*Textabschnitt:*

....

Prüfender Blick: Das US-Forschungslabor NREL testet regelmässig die Leistung lichtbündelnder Solarmodule. Bild: NREL

Zukunftsbild: Lichtbündelnde Solarsysteme könnten im Sonnengürtel der Erde die wichtigste Energiequelle werden. Bild: Amonix

Dritte Solartechnik: Konzentratoren erobern die Wüsten

(©SR)Nach Silizium- und Dünnschichtmodulen drängt eine dritte Solartechnik auf den Markt: Systeme, die das Sonnenlicht zunächst verstärken und die gebündelte Energie anschliessend zur Stromproduktion nutzen. Diverse Konzepte konkurrieren um die begehrten Wüstenstandorte.


Konzentrierende Photovoltaik, kurz CPV, zählt zu den viel versprechenden neuen Technologien, die der Photovoltaik (PV) zur raschen Wettbewerbsfähigkeit verhelfen können. Linsen bündeln Sonnenlicht auf einen Halbleiter. Dadurch werden deutlich mehr Ladungsträger zur Stromproduktion aktiviert und der Wirkungsgrad der Zelle steigt. Die US-Firma Semprius hat mit einem Konzentratormodul jetzt eine neue Rekord-Effizienz von 34 Prozent erreicht. Das dürfte der jungen CPV-Technologie weiteren Auftrieb verleihen.

....

*Zeilen:*
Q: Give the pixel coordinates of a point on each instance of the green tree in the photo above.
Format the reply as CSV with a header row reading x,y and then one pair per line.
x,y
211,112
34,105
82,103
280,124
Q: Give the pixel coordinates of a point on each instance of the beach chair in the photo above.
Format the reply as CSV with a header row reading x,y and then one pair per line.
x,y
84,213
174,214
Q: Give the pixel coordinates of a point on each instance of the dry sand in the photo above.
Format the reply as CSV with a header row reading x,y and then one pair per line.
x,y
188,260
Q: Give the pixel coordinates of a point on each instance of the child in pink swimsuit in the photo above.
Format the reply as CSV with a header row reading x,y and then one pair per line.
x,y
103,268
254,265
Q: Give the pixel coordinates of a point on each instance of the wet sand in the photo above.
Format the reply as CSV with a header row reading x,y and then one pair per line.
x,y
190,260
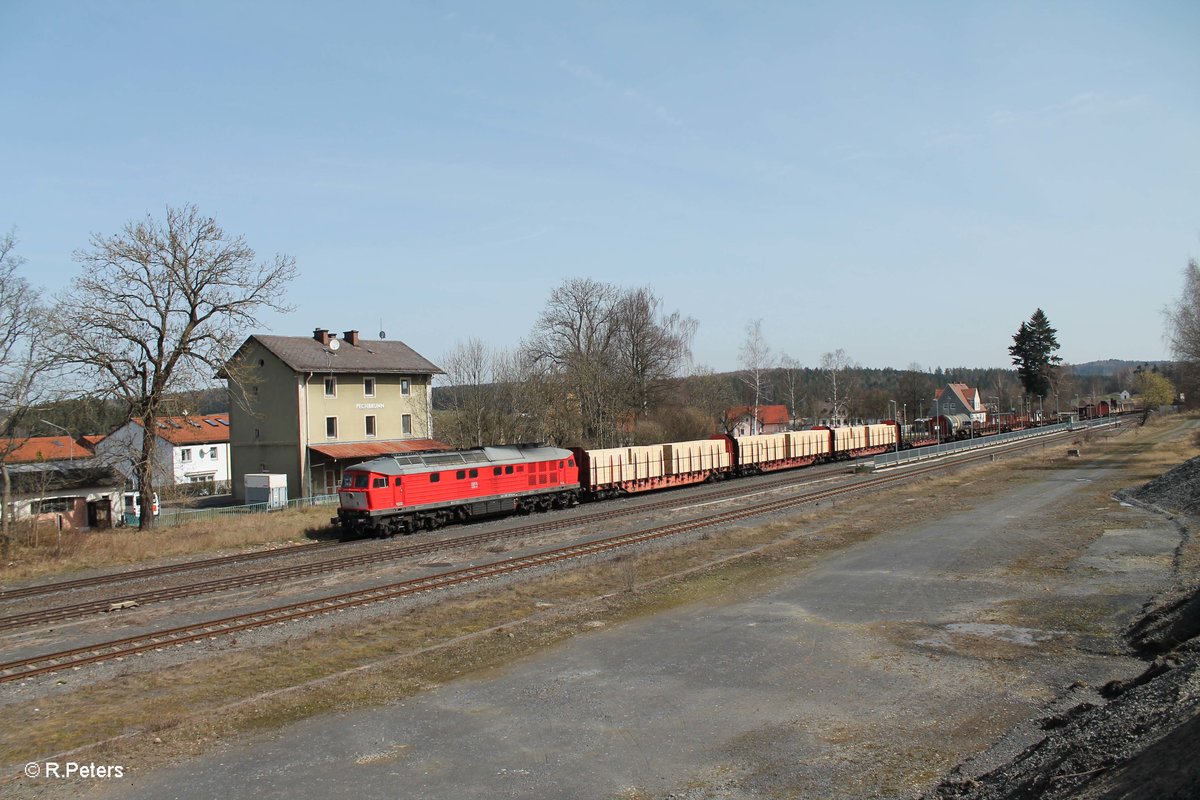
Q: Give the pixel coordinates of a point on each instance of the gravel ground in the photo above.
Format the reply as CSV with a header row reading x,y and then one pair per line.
x,y
1128,739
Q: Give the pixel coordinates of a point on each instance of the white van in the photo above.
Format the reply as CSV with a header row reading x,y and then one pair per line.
x,y
133,507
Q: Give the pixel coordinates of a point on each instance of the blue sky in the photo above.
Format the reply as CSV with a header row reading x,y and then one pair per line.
x,y
906,182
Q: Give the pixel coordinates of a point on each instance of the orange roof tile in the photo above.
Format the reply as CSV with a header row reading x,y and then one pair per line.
x,y
193,429
36,449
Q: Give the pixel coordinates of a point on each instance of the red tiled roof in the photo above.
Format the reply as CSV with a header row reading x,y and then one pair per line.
x,y
193,429
767,414
373,449
47,449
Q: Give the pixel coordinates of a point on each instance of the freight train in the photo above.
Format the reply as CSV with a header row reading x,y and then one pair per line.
x,y
406,493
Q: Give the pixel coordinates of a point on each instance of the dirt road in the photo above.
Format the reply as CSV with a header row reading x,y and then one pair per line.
x,y
867,674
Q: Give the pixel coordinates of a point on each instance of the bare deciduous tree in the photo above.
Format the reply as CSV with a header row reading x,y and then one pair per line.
x,y
469,370
792,374
652,344
1183,329
21,362
606,356
835,366
755,355
160,307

....

*Aufgaben:*
a - Übersetze den Satz „Linsen bündeln Sonnenlicht auf einen Halbleiter.“ aus dem Text über Solarkonzentratoren ins Englische.
b - Tippe aus dem Text über Solarkonzentratoren alles zwischen „Konzentrierende Photovoltaik, kurz“ und „weiteren Auftrieb verleihen.“ genau ab, beide Stellen eingeschlossen.

*Lösungen:*
a - Lenses concentrate sunlight onto a semiconductor.

b -
Konzentrierende Photovoltaik, kurz CPV, zählt zu den viel versprechenden neuen Technologien, die der Photovoltaik (PV) zur raschen Wettbewerbsfähigkeit verhelfen können. Linsen bündeln Sonnenlicht auf einen Halbleiter. Dadurch werden deutlich mehr Ladungsträger zur Stromproduktion aktiviert und der Wirkungsgrad der Zelle steigt. Die US-Firma Semprius hat mit einem Konzentratormodul jetzt eine neue Rekord-Effizienz von 34 Prozent erreicht. Das dürfte der jungen CPV-Technologie weiteren Auftrieb verleihen.